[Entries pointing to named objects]
——————————

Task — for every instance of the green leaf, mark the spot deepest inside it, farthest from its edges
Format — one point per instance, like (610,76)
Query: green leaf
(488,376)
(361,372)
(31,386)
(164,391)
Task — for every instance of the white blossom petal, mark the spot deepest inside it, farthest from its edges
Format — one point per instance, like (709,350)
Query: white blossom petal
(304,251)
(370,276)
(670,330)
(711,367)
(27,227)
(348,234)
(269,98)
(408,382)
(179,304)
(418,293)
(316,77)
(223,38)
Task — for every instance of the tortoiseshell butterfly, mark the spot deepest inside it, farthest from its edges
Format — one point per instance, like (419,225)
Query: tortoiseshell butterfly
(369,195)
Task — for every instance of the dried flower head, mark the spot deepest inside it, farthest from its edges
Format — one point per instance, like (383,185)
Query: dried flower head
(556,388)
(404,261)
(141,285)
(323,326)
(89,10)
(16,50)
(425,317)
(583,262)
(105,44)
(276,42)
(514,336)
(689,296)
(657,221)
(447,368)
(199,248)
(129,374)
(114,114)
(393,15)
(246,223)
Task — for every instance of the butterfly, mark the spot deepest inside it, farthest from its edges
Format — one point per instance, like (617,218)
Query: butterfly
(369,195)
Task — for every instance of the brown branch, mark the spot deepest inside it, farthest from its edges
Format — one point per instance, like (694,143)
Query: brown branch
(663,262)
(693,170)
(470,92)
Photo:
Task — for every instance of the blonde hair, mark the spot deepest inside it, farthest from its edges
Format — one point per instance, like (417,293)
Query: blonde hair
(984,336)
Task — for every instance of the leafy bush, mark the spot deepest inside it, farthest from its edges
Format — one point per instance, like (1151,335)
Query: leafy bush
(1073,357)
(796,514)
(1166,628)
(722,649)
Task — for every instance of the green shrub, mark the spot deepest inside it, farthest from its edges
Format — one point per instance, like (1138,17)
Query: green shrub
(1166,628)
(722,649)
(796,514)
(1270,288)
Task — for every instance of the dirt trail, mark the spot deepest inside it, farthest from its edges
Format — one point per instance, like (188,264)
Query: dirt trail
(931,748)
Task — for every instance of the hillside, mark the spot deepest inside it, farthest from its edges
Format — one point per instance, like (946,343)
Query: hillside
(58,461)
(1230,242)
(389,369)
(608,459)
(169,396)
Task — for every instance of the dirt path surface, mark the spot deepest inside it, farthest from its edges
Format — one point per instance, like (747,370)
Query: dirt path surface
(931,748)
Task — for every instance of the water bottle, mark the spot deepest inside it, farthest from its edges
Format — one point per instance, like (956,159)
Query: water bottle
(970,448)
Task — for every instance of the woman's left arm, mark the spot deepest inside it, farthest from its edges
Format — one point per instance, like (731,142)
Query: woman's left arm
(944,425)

——————————

Convert the records above into a Markdown table with the columns No. and Line, giving each line its own numbered row and leaving out any blank lines.

> [EXERCISE OUTPUT]:
| No. | Line |
|---|---|
| 1 | Task — for every instance of the green leaf, mark the spot deepest inside it, farthest from its edges |
| 2 | Format — one point per instance, like (610,76) |
| 3 | Query: green leaf |
| 4 | (488,376) |
| 5 | (361,372) |
| 6 | (31,386) |
| 7 | (164,391) |
| 8 | Task — for every instance of the white blossom petal, mark the spot deepest inside it, farthest from its edges |
| 9 | Format — one point per instance, like (709,350) |
| 10 | Query: white blossom petal |
| 11 | (304,251) |
| 12 | (370,276) |
| 13 | (670,330) |
| 14 | (711,367) |
| 15 | (27,227) |
| 16 | (348,234) |
| 17 | (269,98) |
| 18 | (408,382) |
| 19 | (179,304) |
| 20 | (418,293) |
| 21 | (316,77) |
| 22 | (223,38) |
| 23 | Task — for every instance of the tortoiseshell butterfly, mark the spot deepest inside it, farthest from its edges |
| 24 | Format — one point per instance, like (419,225) |
| 25 | Query: tortoiseshell butterfly |
| 26 | (369,195) |
| 27 | Task — for every instance of the dried flower head, mark the spot deepest inside it, farthest from its edges |
| 28 | Format — one point per instance, like (383,185) |
| 29 | Query: dried flower head |
| 30 | (556,388) |
| 31 | (404,261) |
| 32 | (141,285) |
| 33 | (323,326) |
| 34 | (89,10) |
| 35 | (16,50) |
| 36 | (425,317) |
| 37 | (583,262) |
| 38 | (105,44) |
| 39 | (276,42) |
| 40 | (514,336) |
| 41 | (689,296) |
| 42 | (657,221) |
| 43 | (447,368) |
| 44 | (199,248) |
| 45 | (129,374) |
| 46 | (114,114) |
| 47 | (393,15) |
| 48 | (246,223) |
| 49 | Task — for every instance of the butterfly, mark the spot deepest inside it, farthest from its edges |
| 50 | Format — one point per instance, like (617,218) |
| 51 | Query: butterfly |
| 52 | (369,195) |
| 53 | Task — for every instance of the brown branch, mark the spot deepest inside it, farthest from its edges |
| 54 | Format — one point per instance, like (694,143) |
| 55 | Query: brown branch |
| 56 | (663,262) |
| 57 | (693,170) |
| 58 | (470,92) |
| 59 | Photo: |
| 60 | Task — for every instance of the blonde hair, mark the spot deepest inside it, farthest from its edges |
| 61 | Format — one point per instance, like (417,293) |
| 62 | Query: blonde hair |
| 63 | (984,336) |
| 64 | Task — for every instance of the leafy bush, mark the spot deepest inside it, farthest from its edges |
| 65 | Format — one point per instance, like (1151,335) |
| 66 | Query: leafy bush |
| 67 | (1073,357) |
| 68 | (796,514) |
| 69 | (1166,628) |
| 70 | (722,649) |
| 71 | Task — for every instance of the green shrub, mark the spot deepest inside it, farthest from its edges |
| 72 | Format — one point per instance, like (1138,17) |
| 73 | Query: green shrub |
| 74 | (1166,628) |
| 75 | (722,649) |
| 76 | (796,514) |
| 77 | (1270,288) |
| 78 | Task — for every instance of the dirt trail, mark the spot deepest inside it, farthest from its edges |
| 79 | Format — one point per instance, like (188,264) |
| 80 | Query: dirt trail |
| 81 | (931,748) |
| 82 | Task — for every instance of the hillside, mark the spot deepest inside it, farthest from its edges |
| 83 | Format — one point per instance, like (946,343) |
| 84 | Query: hillside |
| 85 | (58,461) |
| 86 | (1230,242) |
| 87 | (389,369) |
| 88 | (608,459) |
| 89 | (169,396) |
| 90 | Task — for every instance of the dirt path surface, mark the spot deepest inside it, farthest from its edges |
| 91 | Format — one point per instance, like (747,370) |
| 92 | Query: dirt path surface |
| 93 | (931,748) |
| 94 | Task — for every instance of the water bottle, mark the spot deepest inside it, farthest from its edges |
| 95 | Format — one point per instance, like (956,159) |
| 96 | Query: water bottle |
| 97 | (970,448) |
| 98 | Task — for every instance of the woman's left arm, mark the spot deepest inside it, farthest from its edges |
| 99 | Format — one point per instance, like (731,142) |
| 100 | Query: woman's left arm |
| 101 | (944,425) |